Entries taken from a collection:
** Start **

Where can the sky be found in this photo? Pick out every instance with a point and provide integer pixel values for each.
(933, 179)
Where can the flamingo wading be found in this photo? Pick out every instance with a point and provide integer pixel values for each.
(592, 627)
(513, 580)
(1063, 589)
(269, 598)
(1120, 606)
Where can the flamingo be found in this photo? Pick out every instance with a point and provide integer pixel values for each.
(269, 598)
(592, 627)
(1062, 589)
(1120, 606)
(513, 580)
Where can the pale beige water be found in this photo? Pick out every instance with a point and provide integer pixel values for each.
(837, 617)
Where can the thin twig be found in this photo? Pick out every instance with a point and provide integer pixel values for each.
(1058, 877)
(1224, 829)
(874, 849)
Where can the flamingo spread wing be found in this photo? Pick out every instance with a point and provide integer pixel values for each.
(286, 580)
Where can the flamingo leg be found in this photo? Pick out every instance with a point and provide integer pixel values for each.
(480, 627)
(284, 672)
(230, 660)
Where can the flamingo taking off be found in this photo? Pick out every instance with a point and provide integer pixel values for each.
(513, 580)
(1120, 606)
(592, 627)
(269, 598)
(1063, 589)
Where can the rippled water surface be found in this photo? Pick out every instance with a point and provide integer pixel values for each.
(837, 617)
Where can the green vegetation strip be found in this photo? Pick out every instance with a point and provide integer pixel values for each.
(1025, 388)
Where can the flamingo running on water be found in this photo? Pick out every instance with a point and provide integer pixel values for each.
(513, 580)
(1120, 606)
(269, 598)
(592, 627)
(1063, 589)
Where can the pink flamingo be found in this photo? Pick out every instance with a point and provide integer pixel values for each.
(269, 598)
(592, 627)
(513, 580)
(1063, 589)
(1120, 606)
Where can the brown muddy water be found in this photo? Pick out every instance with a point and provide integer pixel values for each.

** End **

» Required work: Copy out every line of the listing above word for word.

» The completed task:
Where can the sky be found in this photo? Pick out every instance with a point and provide integer pixel values for each.
(933, 179)
Where can the flamingo wading be found in this photo? Pick out every instance with a point and provide integer pixel values for each.
(592, 627)
(513, 580)
(1063, 589)
(269, 598)
(1120, 606)
Where can the flamingo be found in this photo? Pick out every instance with a point and provide integer pixel values for each.
(269, 598)
(592, 627)
(1062, 589)
(1120, 606)
(513, 580)
Where can the pale beige water be found in this photo? Pick out every instance with a point and provide integer pixel values for each.
(837, 617)
Where can the thin twig be found in this photo? Pick out every instance with a point and provide integer pixel values for each.
(1058, 877)
(1224, 829)
(874, 849)
Where can the flamingo spread wing be found in this photo? Pick out every instance with a point and provide integer pixel values for each.
(286, 580)
Where can the flamingo leg be found in this photo? Pick out every instance with a point and provide integer pixel values for each.
(480, 627)
(284, 672)
(230, 660)
Where can the flamingo taking off be found in this photo? Pick out every instance with a point and provide integer pixel values for each.
(513, 580)
(1120, 606)
(592, 627)
(269, 598)
(1063, 589)
Where can the rippled water surface be found in this photo? Pick out every instance with a point and provide integer pixel values for each.
(837, 617)
Where can the green vegetation strip be found in this photo? Pick out every instance with a point and provide integer pixel values for each.
(1025, 388)
Where can the flamingo running on water be found in this photo? Pick out every instance with a point and provide integer pixel values for each.
(513, 580)
(1120, 606)
(269, 598)
(592, 627)
(1063, 589)
Where can the pink flamingo be found in this photo? Pick out every instance with a point and provide integer pixel values for each.
(269, 598)
(592, 627)
(513, 580)
(1063, 589)
(1120, 606)
Where can the brown muddy water be found in this photo? Pick out every instance with a point and provide integer pixel values for each.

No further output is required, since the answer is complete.